Exercise aim:
Each entry must appear again exactly as it does in the source.

Excerpted records:
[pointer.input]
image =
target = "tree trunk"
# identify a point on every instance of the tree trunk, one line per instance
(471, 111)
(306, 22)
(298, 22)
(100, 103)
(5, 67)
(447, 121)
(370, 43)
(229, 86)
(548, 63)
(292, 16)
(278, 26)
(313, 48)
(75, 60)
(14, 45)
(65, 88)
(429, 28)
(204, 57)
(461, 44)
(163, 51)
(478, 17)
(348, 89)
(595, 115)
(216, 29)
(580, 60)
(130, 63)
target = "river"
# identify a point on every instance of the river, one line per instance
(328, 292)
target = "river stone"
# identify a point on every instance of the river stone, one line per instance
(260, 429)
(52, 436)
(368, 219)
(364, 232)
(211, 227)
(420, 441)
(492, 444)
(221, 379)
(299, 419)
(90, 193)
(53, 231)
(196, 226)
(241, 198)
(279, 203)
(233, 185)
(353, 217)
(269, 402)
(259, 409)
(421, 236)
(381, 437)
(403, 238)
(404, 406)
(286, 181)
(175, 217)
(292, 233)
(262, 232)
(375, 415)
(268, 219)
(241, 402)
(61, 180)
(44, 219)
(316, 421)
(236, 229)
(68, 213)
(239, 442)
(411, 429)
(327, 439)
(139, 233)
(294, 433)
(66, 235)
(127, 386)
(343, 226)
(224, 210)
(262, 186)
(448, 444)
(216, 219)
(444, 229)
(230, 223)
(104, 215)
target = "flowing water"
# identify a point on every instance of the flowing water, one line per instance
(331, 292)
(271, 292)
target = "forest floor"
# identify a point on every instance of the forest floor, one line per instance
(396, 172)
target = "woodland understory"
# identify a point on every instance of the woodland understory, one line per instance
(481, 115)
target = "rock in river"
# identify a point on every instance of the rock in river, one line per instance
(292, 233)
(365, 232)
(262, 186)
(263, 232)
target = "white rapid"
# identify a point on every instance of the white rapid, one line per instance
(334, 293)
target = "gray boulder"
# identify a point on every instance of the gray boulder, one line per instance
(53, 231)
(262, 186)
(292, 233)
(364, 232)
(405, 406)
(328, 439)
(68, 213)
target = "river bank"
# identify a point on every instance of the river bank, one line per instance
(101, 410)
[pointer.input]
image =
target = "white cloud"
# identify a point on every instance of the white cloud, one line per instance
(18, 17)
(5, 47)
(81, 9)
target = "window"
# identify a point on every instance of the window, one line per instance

Task solution:
[pointer.input]
image =
target = "tree trunk"
# identify a point on every instance of the tree trunk, one line per instance
(471, 111)
(306, 22)
(298, 22)
(100, 103)
(5, 67)
(447, 121)
(370, 43)
(229, 86)
(548, 63)
(292, 16)
(278, 26)
(313, 48)
(75, 60)
(14, 45)
(65, 88)
(429, 28)
(204, 57)
(461, 44)
(163, 51)
(478, 17)
(348, 89)
(595, 115)
(216, 29)
(580, 60)
(130, 63)
target = "river"
# identify a point on every instance of the river, one line per instance
(328, 292)
target = "river stone"
# identify a point on every instance of the river stone, one line per instance
(260, 429)
(52, 436)
(368, 219)
(364, 232)
(211, 227)
(420, 441)
(492, 444)
(221, 379)
(299, 419)
(90, 193)
(53, 231)
(196, 226)
(241, 198)
(279, 203)
(233, 185)
(353, 217)
(269, 402)
(259, 409)
(421, 236)
(381, 437)
(403, 238)
(404, 406)
(286, 181)
(175, 217)
(292, 233)
(262, 232)
(375, 415)
(268, 219)
(241, 402)
(61, 180)
(44, 219)
(316, 421)
(236, 229)
(68, 213)
(239, 442)
(411, 429)
(327, 439)
(139, 233)
(294, 433)
(66, 235)
(127, 386)
(343, 226)
(224, 210)
(262, 186)
(448, 444)
(216, 219)
(444, 229)
(230, 223)
(104, 215)
target = "flowing water"
# identify a point on every instance of the flowing water, one line per instance
(331, 292)
(271, 292)
target = "forest floor"
# identify a point on every instance of the forest floor, one line per instance
(396, 172)
target = "woodland understory"
# identify a point on every instance of the woodland understory, one line per instance
(481, 115)
target = "rock in river"
# identify a point on every instance of the rock in river, one line per instance
(292, 233)
(365, 232)
(262, 186)
(263, 232)
target = "white rapid"
# identify a point on every instance of the white rapid, one line per instance
(334, 293)
target = "gray boulder"
# identify a point on every instance of the gray boulder, one line per instance
(53, 231)
(262, 186)
(292, 233)
(364, 232)
(405, 406)
(328, 439)
(68, 213)
target = "river bank"
# identify a point on every instance of the river bank, one line per instance
(101, 410)
[pointer.input]
image =
target = "white cloud"
# identify a point on every instance of the white cloud, one line per instance
(18, 17)
(5, 47)
(81, 9)
target = "window"
# identify a point on every instance of the window, one line per instance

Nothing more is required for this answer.